EXERCISE BRIEF — Write out an exact copy of the line with "--fill-mode even-odd" and of each line after it, through the end of the records below.

THE INPUT —
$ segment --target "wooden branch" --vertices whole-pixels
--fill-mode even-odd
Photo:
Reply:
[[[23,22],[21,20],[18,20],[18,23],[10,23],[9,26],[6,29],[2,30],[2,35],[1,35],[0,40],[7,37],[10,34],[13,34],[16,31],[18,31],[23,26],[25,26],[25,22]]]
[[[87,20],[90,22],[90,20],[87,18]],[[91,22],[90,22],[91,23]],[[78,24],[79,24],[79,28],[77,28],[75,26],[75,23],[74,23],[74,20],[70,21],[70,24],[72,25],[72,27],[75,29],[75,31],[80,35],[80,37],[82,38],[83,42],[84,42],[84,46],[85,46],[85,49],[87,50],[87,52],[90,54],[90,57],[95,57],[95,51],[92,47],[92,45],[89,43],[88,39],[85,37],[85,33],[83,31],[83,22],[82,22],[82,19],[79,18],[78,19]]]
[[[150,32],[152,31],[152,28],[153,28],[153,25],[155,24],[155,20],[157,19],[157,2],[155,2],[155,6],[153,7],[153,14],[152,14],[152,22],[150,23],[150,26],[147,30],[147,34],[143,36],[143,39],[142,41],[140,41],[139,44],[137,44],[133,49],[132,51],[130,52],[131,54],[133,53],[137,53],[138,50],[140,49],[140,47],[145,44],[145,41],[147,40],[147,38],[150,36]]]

OUTPUT BELOW —
--fill-mode even-odd
Photo:
Reply:
[[[23,22],[21,20],[18,20],[18,23],[10,23],[9,26],[6,29],[2,30],[2,35],[1,35],[0,40],[7,37],[10,34],[13,34],[16,31],[18,31],[23,26],[25,26],[25,22]]]
[[[87,20],[90,22],[90,20],[87,18]],[[91,22],[90,22],[91,23]],[[78,24],[79,24],[79,28],[77,28],[75,26],[75,23],[74,23],[74,20],[70,21],[70,24],[72,25],[72,27],[75,29],[75,31],[80,35],[80,37],[82,38],[83,42],[84,42],[84,46],[85,46],[85,49],[87,50],[87,52],[90,54],[90,57],[95,57],[95,51],[92,47],[92,45],[89,43],[88,39],[85,37],[85,33],[83,31],[83,22],[82,22],[82,19],[79,18],[78,19]]]
[[[150,32],[152,31],[152,28],[153,28],[153,25],[155,24],[155,20],[157,19],[157,2],[155,2],[155,6],[153,7],[153,14],[152,14],[152,22],[150,23],[150,26],[147,30],[147,34],[143,36],[143,39],[142,41],[140,41],[139,44],[137,44],[133,49],[132,51],[130,52],[131,54],[133,53],[137,53],[138,50],[140,49],[140,47],[145,44],[145,41],[147,40],[147,38],[150,36]]]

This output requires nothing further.